__What you have to do__
Quote verbatim the stretch of items below from the line containing "white wall, imagine" through the line containing "[(388, 514)]".

[Lines of data]

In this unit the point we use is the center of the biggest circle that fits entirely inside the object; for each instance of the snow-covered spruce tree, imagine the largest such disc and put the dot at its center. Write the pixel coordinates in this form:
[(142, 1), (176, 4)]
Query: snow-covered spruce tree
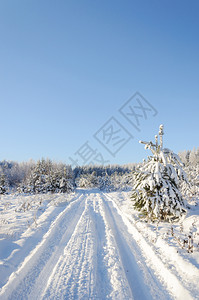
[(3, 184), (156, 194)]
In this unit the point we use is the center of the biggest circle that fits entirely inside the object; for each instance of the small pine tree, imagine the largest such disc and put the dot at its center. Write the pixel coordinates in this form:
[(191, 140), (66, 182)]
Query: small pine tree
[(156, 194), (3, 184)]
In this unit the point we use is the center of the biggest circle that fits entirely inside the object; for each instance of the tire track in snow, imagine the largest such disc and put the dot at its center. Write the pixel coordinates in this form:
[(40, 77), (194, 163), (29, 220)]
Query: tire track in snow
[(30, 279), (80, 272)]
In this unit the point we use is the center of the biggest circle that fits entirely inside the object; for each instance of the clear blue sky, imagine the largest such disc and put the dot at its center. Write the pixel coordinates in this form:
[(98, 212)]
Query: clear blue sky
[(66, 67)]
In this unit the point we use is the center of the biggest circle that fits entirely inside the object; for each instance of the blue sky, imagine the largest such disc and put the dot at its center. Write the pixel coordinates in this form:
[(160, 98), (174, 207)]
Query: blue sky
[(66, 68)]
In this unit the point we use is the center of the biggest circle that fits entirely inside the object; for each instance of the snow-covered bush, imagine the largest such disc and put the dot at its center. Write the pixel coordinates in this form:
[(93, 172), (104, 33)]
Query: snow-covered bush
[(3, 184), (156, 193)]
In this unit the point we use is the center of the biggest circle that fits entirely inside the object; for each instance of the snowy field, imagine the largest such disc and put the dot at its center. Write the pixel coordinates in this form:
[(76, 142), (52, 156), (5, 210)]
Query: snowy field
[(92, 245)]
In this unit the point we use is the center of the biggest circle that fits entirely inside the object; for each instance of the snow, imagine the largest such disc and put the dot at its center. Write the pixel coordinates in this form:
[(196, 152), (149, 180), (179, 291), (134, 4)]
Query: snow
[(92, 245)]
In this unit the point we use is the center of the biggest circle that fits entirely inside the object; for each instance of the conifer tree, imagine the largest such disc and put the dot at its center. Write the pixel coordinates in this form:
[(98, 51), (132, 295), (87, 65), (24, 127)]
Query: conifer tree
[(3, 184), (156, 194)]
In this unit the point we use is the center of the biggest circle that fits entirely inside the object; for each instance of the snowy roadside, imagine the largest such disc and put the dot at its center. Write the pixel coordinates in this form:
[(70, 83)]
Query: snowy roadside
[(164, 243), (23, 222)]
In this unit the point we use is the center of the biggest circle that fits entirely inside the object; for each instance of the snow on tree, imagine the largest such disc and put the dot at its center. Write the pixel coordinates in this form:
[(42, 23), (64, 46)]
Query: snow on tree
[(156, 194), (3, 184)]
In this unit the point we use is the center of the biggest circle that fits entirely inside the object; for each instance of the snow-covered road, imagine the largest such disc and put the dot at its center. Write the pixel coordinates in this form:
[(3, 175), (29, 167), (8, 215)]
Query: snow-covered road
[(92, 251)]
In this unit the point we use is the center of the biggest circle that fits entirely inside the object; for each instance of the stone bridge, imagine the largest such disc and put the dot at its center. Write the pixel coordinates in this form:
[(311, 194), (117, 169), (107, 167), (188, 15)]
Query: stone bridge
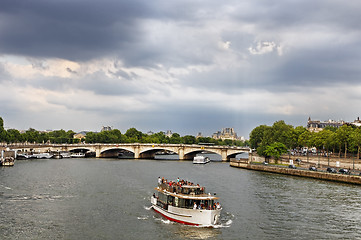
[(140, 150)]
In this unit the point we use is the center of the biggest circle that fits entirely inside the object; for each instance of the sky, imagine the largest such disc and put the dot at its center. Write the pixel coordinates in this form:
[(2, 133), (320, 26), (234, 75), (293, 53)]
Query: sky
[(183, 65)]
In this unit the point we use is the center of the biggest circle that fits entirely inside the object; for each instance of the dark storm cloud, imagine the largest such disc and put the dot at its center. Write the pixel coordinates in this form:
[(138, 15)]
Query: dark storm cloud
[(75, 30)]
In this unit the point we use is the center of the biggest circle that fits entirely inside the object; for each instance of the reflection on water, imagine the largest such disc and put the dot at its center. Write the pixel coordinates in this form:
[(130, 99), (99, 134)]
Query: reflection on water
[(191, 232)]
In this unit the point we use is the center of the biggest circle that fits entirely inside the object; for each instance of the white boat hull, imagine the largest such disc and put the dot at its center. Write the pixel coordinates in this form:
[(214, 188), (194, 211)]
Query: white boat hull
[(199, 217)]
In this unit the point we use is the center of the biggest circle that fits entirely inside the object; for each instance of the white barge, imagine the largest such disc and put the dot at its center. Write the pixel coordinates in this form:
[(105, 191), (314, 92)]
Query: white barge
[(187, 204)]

==

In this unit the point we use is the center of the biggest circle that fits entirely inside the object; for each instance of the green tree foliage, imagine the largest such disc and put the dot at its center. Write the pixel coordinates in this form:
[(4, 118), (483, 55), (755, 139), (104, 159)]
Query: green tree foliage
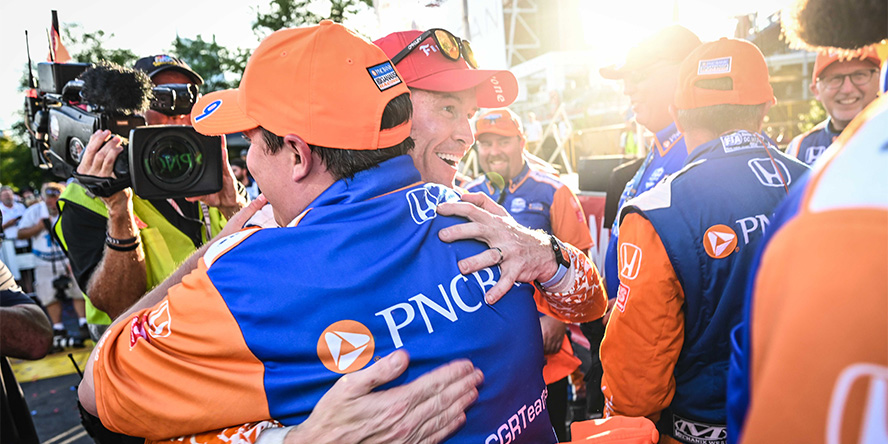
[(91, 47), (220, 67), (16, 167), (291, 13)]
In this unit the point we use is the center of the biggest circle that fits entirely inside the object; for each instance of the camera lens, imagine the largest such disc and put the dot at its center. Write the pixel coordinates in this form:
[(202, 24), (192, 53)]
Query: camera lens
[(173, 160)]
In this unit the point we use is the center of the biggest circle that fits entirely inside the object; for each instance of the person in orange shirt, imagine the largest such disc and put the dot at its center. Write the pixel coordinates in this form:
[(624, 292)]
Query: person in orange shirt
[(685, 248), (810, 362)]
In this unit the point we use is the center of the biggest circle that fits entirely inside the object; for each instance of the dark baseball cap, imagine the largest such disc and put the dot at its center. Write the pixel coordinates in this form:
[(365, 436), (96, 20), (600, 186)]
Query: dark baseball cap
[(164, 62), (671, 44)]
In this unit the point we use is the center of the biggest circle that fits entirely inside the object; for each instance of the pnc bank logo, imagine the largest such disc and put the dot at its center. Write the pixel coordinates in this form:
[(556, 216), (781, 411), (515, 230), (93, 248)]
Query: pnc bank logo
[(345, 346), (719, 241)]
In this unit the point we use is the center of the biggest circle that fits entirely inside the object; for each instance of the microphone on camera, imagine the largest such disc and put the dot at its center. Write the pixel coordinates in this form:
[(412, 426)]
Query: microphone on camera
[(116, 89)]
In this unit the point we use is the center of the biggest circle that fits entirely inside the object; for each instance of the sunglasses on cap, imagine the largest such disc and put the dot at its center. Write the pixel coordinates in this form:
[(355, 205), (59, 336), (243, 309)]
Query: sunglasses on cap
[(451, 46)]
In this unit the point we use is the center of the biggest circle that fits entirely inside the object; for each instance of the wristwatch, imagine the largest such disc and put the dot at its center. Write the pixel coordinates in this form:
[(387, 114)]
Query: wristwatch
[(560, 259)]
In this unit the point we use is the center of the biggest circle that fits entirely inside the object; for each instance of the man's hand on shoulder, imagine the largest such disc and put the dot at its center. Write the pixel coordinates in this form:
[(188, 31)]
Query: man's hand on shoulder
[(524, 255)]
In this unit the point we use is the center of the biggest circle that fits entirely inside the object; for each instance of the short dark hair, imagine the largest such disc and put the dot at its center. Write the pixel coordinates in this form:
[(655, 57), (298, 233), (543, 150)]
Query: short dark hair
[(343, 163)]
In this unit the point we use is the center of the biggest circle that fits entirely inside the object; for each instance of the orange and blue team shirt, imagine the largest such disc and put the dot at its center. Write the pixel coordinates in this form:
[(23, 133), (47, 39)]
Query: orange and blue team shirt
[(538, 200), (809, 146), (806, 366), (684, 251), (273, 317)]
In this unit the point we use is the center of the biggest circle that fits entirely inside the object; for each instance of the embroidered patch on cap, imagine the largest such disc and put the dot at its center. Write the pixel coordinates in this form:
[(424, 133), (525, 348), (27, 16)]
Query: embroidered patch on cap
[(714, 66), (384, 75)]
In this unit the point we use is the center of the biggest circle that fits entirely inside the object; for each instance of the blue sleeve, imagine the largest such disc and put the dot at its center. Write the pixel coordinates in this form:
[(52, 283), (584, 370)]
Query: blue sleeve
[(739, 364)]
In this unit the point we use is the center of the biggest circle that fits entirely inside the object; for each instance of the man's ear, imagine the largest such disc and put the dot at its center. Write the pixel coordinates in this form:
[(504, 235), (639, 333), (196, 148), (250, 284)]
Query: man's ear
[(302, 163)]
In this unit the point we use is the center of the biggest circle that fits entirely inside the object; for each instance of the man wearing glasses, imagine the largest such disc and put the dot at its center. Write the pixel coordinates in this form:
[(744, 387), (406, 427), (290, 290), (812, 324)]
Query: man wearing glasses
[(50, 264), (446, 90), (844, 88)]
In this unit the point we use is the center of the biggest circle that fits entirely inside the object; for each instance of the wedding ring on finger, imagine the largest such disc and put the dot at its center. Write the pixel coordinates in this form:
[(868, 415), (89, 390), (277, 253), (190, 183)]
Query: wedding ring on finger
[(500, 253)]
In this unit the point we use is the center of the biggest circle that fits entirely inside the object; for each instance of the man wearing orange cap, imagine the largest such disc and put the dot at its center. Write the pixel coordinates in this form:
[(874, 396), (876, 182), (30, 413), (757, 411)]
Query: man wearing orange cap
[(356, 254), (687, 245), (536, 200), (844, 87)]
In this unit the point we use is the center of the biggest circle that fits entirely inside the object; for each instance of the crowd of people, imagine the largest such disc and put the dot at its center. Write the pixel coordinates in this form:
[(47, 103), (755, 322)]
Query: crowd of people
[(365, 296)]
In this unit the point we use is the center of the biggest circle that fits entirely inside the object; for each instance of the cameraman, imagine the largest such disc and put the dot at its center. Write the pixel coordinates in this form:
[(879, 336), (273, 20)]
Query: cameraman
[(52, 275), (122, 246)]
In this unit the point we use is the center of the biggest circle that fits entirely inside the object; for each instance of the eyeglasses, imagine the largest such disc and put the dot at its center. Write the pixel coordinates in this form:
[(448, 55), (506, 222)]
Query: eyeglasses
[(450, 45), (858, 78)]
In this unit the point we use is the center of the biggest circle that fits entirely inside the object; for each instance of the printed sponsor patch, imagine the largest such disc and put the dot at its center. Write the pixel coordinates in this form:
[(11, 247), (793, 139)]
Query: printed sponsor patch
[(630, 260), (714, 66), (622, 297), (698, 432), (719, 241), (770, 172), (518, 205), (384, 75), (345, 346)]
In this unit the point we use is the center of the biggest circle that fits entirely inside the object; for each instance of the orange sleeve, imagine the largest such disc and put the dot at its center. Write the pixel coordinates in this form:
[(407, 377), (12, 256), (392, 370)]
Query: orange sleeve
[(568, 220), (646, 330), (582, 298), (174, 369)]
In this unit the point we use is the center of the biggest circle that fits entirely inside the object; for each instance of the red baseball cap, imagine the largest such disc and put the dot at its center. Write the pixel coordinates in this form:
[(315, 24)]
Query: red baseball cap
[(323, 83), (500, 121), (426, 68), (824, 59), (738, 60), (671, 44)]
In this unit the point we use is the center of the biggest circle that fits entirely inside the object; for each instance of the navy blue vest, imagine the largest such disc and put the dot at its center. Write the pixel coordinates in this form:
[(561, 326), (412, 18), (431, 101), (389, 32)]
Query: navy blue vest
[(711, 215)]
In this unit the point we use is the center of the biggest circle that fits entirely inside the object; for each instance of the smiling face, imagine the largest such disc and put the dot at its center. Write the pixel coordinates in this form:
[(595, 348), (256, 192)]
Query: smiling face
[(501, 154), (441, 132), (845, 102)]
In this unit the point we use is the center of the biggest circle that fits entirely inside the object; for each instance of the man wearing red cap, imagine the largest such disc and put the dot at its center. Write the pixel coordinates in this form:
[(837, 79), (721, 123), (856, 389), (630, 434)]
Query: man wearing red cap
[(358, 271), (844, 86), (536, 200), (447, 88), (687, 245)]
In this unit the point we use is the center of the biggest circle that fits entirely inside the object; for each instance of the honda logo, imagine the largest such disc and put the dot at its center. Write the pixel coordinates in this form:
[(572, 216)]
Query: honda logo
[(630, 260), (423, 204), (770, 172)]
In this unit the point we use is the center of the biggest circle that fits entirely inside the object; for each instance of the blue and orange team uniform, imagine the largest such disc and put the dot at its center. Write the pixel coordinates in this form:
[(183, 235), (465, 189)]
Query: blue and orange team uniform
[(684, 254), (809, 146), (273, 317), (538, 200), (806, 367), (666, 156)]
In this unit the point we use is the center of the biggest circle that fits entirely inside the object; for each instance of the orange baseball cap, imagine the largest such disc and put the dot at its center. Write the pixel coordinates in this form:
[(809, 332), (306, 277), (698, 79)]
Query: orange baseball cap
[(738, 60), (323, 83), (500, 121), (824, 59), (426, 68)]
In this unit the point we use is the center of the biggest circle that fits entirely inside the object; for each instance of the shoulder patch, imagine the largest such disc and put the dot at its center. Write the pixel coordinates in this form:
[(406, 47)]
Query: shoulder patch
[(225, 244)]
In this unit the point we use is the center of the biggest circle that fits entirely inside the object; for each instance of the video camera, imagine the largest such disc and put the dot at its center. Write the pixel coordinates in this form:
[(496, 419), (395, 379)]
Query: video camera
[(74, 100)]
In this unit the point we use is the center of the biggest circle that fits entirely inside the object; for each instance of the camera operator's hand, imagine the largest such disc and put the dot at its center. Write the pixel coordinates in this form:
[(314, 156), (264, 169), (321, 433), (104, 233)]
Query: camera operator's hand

...

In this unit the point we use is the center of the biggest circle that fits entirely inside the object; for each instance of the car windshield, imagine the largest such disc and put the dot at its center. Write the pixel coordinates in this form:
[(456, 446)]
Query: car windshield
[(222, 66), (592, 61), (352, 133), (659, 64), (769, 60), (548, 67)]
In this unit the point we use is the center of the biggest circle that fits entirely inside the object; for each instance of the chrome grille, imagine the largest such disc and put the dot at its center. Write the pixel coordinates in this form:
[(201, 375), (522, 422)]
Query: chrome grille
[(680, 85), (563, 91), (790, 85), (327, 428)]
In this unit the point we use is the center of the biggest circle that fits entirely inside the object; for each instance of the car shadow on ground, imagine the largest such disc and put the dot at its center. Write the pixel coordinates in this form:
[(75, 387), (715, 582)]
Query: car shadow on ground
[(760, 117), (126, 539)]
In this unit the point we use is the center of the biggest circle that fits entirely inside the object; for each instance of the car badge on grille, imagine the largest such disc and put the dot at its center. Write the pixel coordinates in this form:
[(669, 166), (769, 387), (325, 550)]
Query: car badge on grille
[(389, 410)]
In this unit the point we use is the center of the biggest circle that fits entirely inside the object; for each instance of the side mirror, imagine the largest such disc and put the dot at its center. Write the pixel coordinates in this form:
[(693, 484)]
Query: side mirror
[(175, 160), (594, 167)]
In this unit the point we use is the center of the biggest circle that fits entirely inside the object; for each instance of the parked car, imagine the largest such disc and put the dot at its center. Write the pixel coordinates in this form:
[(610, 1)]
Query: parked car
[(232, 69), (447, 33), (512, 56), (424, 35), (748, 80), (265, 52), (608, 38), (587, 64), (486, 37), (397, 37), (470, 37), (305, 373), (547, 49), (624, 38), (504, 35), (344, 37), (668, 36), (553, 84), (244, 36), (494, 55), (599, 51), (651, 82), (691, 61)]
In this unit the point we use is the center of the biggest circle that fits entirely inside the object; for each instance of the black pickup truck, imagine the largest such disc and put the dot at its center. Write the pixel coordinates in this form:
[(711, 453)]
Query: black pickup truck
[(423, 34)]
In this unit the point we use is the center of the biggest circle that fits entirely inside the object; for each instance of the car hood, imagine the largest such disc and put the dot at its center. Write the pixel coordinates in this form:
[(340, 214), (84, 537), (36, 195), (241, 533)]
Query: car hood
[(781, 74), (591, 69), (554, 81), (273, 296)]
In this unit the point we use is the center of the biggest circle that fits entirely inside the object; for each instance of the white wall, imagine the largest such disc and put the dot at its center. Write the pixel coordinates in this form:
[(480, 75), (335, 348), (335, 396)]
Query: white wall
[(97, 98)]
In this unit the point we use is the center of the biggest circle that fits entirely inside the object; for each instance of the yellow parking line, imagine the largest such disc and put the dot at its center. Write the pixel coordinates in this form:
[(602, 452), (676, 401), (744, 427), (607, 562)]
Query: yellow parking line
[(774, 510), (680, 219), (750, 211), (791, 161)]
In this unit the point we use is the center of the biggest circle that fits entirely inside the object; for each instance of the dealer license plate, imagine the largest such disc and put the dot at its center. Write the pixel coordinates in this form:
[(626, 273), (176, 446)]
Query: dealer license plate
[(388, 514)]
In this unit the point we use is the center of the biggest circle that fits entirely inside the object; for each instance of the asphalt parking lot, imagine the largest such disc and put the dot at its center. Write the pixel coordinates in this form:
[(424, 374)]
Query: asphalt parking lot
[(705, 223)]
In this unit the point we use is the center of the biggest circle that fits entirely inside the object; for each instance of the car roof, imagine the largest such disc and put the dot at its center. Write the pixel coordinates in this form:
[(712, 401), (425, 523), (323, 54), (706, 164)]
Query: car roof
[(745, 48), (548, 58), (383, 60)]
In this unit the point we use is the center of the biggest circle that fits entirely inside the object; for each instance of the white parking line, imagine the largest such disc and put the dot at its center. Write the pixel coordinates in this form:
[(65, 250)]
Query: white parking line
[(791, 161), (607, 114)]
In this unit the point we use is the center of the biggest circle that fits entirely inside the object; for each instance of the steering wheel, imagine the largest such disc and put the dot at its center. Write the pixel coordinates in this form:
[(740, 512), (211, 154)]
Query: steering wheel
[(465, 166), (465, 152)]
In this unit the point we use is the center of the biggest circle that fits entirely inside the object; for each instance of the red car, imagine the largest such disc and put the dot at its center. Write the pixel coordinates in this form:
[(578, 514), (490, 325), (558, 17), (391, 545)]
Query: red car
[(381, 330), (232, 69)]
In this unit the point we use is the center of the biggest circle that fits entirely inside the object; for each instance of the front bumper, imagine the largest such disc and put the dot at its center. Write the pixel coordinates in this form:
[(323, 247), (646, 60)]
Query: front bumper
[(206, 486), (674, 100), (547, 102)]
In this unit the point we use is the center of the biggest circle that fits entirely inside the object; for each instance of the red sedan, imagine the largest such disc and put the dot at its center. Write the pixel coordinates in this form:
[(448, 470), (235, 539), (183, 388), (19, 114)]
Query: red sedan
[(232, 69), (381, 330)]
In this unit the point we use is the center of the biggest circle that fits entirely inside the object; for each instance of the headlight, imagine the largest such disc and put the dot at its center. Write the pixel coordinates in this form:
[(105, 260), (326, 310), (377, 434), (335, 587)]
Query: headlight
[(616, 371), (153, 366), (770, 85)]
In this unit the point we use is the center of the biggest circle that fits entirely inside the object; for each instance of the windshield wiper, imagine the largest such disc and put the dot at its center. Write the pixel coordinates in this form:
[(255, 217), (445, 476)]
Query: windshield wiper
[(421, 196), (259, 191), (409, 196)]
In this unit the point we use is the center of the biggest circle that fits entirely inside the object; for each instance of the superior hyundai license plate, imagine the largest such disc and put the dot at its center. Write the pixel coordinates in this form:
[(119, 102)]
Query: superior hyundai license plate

__Reply__
In this unit the point we use is the center of the biggest circle that fits entirely inside the object; for each instance of the white wall, imagine the largest such disc and put the dot at its center. Write the pixel coordinates in this form:
[(480, 75), (335, 348), (335, 396)]
Query: white wall
[(97, 98)]
In this unit the point we use is the center of the biggest circle that fits entirely inside the object; for each instance of the yellow parking line, imagine the largest such disc and put the dot at its center. Write the pixel coordinates in this form:
[(602, 452), (676, 401), (744, 427), (607, 562)]
Query: yellow parking line
[(774, 510), (680, 219), (750, 211), (791, 161)]
In this unit the point we use is the center of the biggest circle that fits entirely inside the object; for each instance of the dealer license plate, imagine the largest such disc and put the dot at its center. Write the pixel coordinates in this form:
[(626, 273), (176, 446)]
Query: dealer license plate
[(388, 514)]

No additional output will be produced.